◆ Exercise
Every line from the one with "Can you see the dining" to the end of the data needs to be copied exactly, and no line before it.

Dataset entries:
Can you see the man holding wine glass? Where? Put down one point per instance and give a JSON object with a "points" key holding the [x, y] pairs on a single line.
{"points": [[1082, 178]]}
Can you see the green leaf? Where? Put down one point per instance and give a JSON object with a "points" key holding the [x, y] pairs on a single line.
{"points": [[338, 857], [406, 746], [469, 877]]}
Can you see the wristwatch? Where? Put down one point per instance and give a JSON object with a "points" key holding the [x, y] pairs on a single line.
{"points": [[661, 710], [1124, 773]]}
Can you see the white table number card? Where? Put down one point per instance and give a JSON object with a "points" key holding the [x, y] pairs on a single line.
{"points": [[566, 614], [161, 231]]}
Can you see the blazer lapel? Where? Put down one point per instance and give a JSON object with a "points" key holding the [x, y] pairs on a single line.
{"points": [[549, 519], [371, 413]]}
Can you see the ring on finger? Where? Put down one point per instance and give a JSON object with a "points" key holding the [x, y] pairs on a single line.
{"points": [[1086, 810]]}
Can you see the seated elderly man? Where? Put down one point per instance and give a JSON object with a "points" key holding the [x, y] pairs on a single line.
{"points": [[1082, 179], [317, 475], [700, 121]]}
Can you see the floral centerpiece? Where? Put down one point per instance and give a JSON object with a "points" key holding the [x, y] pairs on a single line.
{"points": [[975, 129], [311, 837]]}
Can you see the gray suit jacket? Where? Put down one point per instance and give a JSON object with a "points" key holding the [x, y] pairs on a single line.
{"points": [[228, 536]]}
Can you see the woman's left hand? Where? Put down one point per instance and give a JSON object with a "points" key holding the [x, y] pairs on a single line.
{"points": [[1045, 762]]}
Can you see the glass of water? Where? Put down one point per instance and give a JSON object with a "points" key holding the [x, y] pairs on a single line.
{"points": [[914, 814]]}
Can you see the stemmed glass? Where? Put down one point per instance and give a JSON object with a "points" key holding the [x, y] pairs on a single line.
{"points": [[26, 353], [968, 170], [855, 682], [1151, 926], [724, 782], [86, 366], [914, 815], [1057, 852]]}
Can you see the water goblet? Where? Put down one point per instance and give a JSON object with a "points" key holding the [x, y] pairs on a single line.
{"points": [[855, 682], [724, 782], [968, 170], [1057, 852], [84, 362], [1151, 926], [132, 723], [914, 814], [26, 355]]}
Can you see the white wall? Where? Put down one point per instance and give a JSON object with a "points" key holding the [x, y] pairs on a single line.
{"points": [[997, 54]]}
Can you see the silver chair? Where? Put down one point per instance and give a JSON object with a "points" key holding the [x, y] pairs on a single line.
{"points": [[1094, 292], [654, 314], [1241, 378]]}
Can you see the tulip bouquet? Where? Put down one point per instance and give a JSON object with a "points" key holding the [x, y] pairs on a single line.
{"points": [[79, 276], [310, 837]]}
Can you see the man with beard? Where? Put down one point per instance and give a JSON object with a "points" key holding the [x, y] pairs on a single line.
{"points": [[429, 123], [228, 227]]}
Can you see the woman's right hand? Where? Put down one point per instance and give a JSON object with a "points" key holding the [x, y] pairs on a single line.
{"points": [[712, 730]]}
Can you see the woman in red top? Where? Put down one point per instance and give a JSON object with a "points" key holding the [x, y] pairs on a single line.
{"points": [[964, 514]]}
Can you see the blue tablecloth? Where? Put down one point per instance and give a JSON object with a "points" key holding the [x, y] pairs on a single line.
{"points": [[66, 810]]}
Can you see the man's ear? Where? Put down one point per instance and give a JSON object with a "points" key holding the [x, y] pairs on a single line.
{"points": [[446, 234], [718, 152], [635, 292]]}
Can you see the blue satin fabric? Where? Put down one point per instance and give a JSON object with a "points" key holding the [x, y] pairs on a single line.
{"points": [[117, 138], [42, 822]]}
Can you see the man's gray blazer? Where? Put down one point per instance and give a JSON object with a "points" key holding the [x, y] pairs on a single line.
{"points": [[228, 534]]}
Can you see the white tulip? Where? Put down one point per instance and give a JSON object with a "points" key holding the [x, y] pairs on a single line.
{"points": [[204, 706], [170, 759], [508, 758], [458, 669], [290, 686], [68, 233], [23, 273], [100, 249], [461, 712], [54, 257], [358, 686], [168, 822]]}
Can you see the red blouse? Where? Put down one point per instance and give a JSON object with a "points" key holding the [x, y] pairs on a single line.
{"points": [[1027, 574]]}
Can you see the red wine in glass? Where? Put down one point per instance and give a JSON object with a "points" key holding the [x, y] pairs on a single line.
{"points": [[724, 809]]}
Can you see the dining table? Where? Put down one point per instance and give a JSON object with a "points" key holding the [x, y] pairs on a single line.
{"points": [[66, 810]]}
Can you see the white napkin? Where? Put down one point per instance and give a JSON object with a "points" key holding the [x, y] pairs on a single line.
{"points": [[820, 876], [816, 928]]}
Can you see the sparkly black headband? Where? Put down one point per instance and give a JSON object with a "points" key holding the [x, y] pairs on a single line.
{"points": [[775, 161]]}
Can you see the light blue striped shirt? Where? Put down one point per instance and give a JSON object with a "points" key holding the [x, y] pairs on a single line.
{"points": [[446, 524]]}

◆ Response for this exercise
Can you see the dining table? Where? Put down one point per instance and give a JSON object with a "points" key holding the [x, y] pairs on a single line.
{"points": [[66, 810]]}
Can you see the white napkin? Where? Put down one point per instance and give a JSON object with a "points" key holding the [x, y] pairs on a single line.
{"points": [[820, 876], [816, 928]]}
Can you see the sparkly black headband? Where? Put down one point per instance and give a JSON object with a "points" key holding the [x, y] pairs on a single line.
{"points": [[775, 161]]}
Can you see the light blue striped shirt? Where? Put down one point per instance and give a JSON object with a "points" key holding the [x, y] pairs on a single line.
{"points": [[446, 524]]}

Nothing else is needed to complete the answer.